Excerpted text:
--------------------

Premium allocable to a Mortgage Loan originated on or before that date should be
allocated among the principal payments on the Mortgage Loan and allowed as an
ordinary deduction as principal payments are made (whether as scheduled payments
or prepayments).
 
TAXATION OF CERTIFICATES IF STRIPPED BOND RULES APPLY.
 
     If the stripped bond rules apply to a Certificate, income on the
Certificate will be treated as original issue discount and will be included in
income as it accrues under a constant yield method. More specifically, for
purposes of applying the original issue discount rules of the Code, the Owner
will likely be taxed as if it had purchased a newly issued, single debt
instrument providing for payments equal to the payments on the interests in the
Mortgage Loans allocable to the Certificate, and having original issue discount
equal to the excess of the sum of such payments over the Owner's purchase price
for the Certificate (which would be treated as the issue price). The amount of
original issue discount income accruing in any taxable year will be computed
generally as described above under 'REMIC Certificates--Income from Regular
Certificates--Original Issue Discount'. It is possible, however, that the
calculation must be made using as the Prepayment Assumption an assumption of
zero prepayments. If the calculation is made assuming no future prepayments,
then the Owner should be allowed to deduct currently any negative amount of
original issue discount produced by the accrual formula.

--------------------

Supplied data:
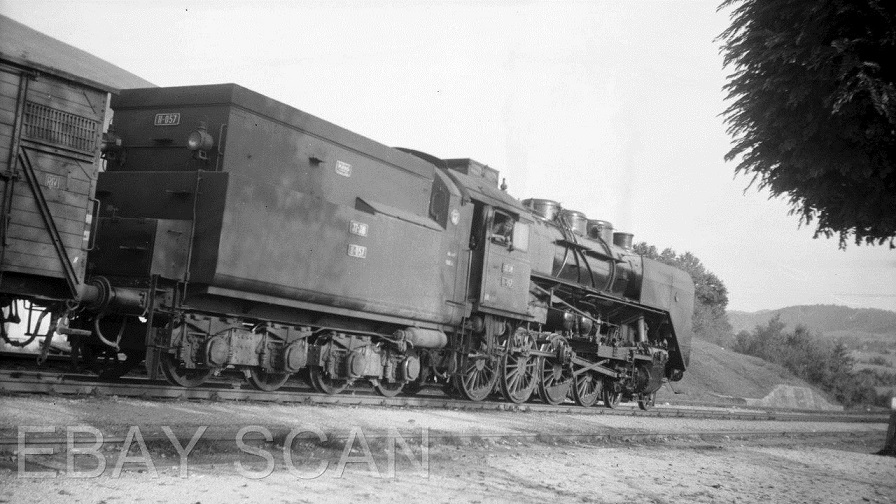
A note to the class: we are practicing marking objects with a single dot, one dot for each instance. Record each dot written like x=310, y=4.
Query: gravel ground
x=470, y=456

--------------------

What is asked:
**A)** Using the stripped bond excerpt, say whether each statement agrees with it. Answer yes or no and quote the words that decide it. (i) When the stripped bond rules apply, income on a Certificate is treated as original issue discount. (ii) The Owner's purchase price for the Certificate would be treated as the issue price. (iii) Premium on a Mortgage Loan originated on or before that date is deducted all at once.
**B)** Retype the part of the stripped bond excerpt that opens with the words containing "Premium allocable to" and closes with "BOND RULES APPLY.".
**C)** In the stripped bond excerpt, what should the Owner be allowed to deduct currently if the calculation assumes no future prepayments?
The material isn't needed for any of this.

Responses in order:
**A)**
(i) Yes: "income on the Certificate will be treated as original issue discount"
(ii) Yes: "(which would be treated as the issue price)"
(iii) No: "allowed as an ordinary deduction as principal payments are made"

**B)**
Premium allocable to a Mortgage Loan originated on or before that date should be
allocated among the principal payments on the Mortgage Loan and allowed as an
ordinary deduction as principal payments are made (whether as scheduled payments
or prepayments).
 
TAXATION OF CERTIFICATES IF STRIPPED BOND RULES APPLY.

**C)** Any negative amount of original issue discount produced by the accrual formula.